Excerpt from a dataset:
++++

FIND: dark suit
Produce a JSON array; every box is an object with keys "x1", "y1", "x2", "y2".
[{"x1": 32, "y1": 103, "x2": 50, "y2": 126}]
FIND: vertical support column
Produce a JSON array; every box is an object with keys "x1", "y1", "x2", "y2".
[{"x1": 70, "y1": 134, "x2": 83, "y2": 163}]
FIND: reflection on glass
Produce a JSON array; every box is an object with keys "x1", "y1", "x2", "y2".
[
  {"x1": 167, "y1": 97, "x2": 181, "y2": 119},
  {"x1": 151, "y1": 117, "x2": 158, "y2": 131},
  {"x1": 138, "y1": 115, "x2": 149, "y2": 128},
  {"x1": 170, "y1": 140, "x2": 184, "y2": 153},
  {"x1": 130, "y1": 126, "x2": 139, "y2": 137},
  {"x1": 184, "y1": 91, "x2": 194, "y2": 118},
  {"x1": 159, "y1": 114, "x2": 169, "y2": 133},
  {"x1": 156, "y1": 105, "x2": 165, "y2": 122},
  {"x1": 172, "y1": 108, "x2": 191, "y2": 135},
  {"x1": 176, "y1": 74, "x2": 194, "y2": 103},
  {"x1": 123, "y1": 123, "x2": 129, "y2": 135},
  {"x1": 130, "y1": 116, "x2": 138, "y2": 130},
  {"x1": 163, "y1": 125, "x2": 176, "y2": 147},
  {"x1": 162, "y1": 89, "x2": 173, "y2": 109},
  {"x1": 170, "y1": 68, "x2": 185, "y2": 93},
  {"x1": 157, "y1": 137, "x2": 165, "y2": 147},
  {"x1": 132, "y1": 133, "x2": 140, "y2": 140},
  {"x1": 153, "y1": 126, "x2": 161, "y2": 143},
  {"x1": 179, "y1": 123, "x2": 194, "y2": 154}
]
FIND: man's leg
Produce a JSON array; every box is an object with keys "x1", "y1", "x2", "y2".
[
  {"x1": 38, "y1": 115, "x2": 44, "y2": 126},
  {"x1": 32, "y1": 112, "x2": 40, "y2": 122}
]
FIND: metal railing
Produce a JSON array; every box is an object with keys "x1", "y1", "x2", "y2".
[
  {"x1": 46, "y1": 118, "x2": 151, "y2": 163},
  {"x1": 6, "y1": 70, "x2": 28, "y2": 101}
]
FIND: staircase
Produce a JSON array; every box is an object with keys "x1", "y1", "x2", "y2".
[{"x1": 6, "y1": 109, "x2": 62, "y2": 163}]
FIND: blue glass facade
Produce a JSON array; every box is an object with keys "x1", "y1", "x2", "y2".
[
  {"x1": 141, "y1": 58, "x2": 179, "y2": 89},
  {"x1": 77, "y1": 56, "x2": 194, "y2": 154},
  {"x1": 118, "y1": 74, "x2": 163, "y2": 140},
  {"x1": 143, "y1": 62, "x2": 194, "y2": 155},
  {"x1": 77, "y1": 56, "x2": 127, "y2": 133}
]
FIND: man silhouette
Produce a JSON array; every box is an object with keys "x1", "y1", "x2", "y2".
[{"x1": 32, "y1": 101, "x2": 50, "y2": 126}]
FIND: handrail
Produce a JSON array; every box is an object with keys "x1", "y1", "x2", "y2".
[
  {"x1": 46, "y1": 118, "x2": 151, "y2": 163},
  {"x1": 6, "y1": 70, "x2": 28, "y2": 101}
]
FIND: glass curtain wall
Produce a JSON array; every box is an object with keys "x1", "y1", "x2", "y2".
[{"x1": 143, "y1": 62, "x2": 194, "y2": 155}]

++++

Instructions for the task:
Please copy the lines of the items above without any change, starting at the line that contains "FIND: handrail" and ending at the final line of the items.

Reply:
FIND: handrail
Produce a JSON array; every box is an object with keys "x1", "y1", "x2", "y2".
[
  {"x1": 46, "y1": 118, "x2": 151, "y2": 163},
  {"x1": 6, "y1": 70, "x2": 28, "y2": 101}
]
FIND: glass curtain wall
Produce a JSON array; every box is an object with keys "x1", "y1", "x2", "y2".
[{"x1": 143, "y1": 62, "x2": 194, "y2": 155}]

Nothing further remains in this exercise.